Rewrite the lines from the one containing "A note to the class: find the mountain in" through the end of the listing, replacing "instance" with "occurrence" and changing nothing else.

### Material provided

::::::::::

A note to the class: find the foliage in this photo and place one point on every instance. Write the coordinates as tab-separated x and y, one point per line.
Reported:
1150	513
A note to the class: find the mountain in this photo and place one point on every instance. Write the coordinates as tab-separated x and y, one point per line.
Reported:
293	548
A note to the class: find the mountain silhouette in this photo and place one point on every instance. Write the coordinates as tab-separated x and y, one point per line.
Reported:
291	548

::::::::::

### Task response
A note to the class: find the mountain in this photo and place one point on every occurrence. Write the coordinates as tab-separated x and y, one point per line.
Reported:
293	548
A note to the class: find the mountain silhouette in this photo and place one point on every occurrence. Write the coordinates as tab-separated x and y, one point per line.
Reported:
291	548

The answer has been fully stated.